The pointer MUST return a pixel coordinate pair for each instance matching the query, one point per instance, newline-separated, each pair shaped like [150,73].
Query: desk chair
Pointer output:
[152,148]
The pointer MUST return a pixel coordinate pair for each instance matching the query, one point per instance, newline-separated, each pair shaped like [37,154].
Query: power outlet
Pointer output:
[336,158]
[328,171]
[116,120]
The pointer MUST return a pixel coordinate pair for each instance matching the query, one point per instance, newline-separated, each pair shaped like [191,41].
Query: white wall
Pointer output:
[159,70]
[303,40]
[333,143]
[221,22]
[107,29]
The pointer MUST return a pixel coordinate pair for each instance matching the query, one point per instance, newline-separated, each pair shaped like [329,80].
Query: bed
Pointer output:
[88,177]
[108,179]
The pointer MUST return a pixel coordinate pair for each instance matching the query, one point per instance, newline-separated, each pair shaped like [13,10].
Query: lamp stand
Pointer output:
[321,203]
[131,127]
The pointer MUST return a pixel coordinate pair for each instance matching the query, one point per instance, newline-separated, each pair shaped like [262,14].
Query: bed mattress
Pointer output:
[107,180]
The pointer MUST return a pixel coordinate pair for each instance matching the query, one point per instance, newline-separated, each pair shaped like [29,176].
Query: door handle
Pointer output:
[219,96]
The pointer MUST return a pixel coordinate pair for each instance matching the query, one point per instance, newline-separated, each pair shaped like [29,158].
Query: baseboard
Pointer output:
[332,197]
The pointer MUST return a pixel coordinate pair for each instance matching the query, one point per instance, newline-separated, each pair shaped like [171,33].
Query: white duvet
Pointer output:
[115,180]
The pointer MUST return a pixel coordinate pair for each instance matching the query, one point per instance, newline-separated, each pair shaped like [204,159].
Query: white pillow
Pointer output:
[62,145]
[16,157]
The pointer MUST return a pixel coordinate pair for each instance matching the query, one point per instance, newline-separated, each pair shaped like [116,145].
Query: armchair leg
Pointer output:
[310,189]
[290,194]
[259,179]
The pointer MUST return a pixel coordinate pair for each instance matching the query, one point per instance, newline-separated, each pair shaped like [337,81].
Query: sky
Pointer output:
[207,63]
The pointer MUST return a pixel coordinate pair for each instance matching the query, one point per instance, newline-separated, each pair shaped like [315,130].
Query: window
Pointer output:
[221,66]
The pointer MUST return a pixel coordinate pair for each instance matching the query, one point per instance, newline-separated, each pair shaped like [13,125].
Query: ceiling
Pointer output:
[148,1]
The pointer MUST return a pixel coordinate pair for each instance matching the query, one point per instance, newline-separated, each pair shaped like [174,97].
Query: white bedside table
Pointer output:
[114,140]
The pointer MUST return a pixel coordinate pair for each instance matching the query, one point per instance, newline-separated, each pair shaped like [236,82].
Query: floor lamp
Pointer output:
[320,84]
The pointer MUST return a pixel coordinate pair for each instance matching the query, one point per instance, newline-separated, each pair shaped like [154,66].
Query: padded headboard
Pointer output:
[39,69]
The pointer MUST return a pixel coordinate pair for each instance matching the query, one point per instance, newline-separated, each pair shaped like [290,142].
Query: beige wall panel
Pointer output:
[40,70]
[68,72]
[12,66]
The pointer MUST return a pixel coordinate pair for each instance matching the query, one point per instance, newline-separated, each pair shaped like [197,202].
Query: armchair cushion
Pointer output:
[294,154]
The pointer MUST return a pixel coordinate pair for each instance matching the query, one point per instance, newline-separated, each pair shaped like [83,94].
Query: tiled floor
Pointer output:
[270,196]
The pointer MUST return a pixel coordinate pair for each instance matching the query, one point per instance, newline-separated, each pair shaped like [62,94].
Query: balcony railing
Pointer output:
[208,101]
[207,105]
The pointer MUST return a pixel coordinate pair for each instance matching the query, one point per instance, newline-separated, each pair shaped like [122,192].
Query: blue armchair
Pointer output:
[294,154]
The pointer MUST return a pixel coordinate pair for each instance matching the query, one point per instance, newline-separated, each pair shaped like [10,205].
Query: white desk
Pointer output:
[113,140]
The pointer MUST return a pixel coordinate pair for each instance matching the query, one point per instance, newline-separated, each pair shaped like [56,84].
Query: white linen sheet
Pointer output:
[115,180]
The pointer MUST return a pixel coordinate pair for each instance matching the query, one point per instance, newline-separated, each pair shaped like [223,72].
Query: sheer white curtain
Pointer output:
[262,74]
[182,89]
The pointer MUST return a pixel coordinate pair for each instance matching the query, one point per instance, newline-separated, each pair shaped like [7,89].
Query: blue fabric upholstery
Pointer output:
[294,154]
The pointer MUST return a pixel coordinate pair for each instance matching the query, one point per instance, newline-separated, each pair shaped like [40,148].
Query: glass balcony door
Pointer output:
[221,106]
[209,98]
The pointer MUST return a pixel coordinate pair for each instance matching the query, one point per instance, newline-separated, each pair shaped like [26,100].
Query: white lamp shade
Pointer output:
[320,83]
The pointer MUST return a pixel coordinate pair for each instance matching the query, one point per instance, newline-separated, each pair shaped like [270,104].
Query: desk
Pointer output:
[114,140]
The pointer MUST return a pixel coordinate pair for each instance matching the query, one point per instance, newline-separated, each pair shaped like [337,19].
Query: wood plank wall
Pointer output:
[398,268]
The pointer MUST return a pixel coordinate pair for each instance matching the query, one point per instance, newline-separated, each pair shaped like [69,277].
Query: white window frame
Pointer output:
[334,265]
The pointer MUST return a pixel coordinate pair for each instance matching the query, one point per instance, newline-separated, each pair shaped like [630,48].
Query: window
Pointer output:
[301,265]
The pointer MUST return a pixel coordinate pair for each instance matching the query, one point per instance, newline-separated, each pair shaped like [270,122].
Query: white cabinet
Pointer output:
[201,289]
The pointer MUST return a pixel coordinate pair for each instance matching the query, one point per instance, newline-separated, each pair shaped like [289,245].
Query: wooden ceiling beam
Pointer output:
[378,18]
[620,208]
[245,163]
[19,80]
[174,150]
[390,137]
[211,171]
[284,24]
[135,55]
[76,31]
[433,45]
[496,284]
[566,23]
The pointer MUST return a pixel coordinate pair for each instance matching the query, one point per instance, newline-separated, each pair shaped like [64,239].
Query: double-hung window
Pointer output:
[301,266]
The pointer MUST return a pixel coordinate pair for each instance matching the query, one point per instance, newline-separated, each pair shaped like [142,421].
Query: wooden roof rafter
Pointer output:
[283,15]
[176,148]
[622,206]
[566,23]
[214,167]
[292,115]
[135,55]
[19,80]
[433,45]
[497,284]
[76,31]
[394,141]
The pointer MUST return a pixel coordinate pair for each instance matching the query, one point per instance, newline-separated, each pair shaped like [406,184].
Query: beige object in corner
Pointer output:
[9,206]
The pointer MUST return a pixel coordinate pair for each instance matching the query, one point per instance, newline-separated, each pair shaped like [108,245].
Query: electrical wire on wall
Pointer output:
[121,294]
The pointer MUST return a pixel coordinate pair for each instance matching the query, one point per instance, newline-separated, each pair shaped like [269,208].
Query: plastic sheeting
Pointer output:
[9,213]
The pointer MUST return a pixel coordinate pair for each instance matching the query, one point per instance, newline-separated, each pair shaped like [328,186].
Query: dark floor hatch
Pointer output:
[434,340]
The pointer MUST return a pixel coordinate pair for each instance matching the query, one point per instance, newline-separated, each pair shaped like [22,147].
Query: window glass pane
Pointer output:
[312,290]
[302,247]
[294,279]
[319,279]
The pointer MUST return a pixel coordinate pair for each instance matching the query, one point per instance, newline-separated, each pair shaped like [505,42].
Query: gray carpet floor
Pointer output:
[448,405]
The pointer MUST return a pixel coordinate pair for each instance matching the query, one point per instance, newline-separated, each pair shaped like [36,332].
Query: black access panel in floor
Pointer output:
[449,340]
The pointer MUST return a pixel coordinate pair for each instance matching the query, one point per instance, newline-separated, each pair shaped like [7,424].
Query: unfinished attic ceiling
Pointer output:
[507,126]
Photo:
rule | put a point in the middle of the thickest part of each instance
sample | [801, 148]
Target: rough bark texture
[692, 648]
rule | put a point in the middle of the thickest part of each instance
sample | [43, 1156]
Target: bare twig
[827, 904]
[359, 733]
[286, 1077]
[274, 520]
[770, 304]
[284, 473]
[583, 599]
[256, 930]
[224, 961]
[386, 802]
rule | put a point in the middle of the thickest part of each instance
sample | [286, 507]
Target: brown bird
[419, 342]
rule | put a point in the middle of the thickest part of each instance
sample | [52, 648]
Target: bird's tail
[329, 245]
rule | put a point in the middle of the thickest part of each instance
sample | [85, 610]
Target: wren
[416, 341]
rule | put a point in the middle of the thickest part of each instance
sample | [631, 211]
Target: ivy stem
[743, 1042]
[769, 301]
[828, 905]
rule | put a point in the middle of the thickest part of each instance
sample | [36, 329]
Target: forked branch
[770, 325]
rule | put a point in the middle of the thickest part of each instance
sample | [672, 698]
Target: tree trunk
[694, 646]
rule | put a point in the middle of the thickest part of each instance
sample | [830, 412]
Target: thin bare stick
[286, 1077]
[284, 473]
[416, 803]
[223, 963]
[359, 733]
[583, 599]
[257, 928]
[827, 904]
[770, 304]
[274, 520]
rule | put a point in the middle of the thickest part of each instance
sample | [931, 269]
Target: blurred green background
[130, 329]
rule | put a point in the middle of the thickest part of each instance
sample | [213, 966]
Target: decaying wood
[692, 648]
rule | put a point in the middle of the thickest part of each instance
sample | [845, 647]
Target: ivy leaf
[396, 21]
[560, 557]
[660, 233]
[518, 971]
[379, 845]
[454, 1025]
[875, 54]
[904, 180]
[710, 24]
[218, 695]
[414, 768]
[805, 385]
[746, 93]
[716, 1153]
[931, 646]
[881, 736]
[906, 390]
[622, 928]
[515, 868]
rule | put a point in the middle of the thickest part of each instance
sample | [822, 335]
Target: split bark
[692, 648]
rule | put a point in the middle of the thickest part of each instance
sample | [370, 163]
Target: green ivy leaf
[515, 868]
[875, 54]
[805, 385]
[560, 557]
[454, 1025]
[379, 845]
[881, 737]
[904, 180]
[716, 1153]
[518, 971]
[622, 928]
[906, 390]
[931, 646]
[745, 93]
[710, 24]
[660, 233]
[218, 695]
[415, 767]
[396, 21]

※

Return each line above that contains the word "door".

Query: door handle
Query: glass balcony door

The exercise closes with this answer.